I decided to work traditionally right before I received the art description.  I had reached a point in my schedule where I had a bit of flexibility and I said to myself, “Let’s finally do one of these in oils. No better time than now.” I had been putting it off for years, and Chris Rahn had been telling me for roughly the same amount of time that I need to get back into oils. So I finally did, and it ended up being two cards—more on that later. Both pieces were art directed by Andrew Vallas and Cynthia Sheppard.

Walk us through your process. Where did you begin?

I was certainly scratching my head trying to remember my old process. Back then, I hadn’t used too many digital tools at all. I barely did anything digitally back in 2009. But now, after ten years of working digitally, I had a lot of tools in my kit. So I began the way I did with any Magic illustration: reference.

> **List of tasks**:
A. According to the interview about returning to oil painting, why did the artist choose that moment to work traditionally? Answer in one to three sentences.
B. Go on with the interview about returning to oil painting, starting right after its last sentence.
The lines after this passage come from a separate source.

> **Given information**:
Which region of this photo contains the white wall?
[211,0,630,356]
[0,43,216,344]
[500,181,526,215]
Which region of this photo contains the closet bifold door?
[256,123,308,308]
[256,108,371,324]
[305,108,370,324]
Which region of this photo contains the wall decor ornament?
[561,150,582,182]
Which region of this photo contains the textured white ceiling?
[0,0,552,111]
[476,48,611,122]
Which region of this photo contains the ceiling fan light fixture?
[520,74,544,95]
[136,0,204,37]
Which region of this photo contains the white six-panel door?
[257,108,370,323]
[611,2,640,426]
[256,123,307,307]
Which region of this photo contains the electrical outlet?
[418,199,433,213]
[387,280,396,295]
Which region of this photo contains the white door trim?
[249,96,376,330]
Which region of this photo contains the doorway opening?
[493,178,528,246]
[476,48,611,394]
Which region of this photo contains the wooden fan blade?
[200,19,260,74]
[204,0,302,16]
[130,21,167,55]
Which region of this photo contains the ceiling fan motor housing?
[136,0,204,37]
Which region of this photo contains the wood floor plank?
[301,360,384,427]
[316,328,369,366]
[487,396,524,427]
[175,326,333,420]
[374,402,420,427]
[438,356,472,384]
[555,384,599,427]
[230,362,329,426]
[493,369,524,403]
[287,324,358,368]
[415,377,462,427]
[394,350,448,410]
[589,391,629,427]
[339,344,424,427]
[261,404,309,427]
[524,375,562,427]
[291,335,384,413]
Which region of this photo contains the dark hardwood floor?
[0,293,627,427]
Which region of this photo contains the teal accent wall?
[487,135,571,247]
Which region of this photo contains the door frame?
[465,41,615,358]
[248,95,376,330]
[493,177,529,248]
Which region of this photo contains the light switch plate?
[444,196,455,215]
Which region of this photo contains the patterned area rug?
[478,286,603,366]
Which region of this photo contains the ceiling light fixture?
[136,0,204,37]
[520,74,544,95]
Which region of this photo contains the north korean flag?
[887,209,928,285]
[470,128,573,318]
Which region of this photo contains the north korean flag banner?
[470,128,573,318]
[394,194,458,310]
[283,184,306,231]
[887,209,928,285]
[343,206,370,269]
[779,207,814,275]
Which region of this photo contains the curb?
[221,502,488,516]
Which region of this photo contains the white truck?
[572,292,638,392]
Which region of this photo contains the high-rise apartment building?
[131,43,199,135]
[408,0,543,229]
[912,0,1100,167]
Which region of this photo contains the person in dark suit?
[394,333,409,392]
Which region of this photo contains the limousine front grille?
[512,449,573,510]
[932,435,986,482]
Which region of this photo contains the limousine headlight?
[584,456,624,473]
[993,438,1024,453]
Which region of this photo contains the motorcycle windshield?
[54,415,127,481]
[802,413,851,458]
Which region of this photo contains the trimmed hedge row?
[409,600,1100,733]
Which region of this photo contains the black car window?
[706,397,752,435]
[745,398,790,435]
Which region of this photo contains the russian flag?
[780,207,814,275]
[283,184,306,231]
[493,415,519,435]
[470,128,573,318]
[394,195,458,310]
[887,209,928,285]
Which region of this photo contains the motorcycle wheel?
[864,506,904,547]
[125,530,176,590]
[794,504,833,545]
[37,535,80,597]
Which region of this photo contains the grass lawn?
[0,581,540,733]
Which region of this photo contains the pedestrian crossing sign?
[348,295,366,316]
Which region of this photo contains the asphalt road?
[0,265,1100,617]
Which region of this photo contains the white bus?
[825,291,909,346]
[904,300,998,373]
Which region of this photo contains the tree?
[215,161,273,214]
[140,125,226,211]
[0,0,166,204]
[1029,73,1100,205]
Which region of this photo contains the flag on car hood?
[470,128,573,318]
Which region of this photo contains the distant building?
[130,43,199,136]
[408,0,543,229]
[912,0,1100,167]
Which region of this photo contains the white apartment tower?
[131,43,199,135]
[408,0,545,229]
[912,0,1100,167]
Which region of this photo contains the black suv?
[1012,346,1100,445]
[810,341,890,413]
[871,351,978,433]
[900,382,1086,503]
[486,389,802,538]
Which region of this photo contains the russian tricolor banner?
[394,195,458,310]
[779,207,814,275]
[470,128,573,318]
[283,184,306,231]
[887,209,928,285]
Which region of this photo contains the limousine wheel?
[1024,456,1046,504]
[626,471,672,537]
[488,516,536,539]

> **Answers for the tasks**:
A. The artist's schedule had reached a point with some flexibility, which made it a good time to finally try oils. The artist had also been putting it off for years, and Chris Rahn had been saying for about as long that the artist needed to get back into oils.

B.
For this particular project, I looked at a lot of sea life for reference. This is something I always do when developing new creatures for Magic or D&D. Of course, “monstrous” was my target, so I ended up studying crab and squid anatomy. I also looked at a big collection of stormy ocean photos. I always stress the importance of reference, even if you’re drawing everything from imagination. I collect a large folder of reference photos for each illustration project, either from the internet or from my own photographs.

Next is the sketch phase.  I started with digital sketches, planning to eventually finish the painting in oils. I did a black and white sketch in Photoshop and then used that image to make a rough color sketch.

Gyruda, Doom of Depths Black and White Sketch.

I digitally painted in a rough idea of what I wanted the colors to be so that I wouldn’t get lost during the painting process.  This would be my foundation and reference for the final oil painting.

Gyruda, Doom of Depths Color Study.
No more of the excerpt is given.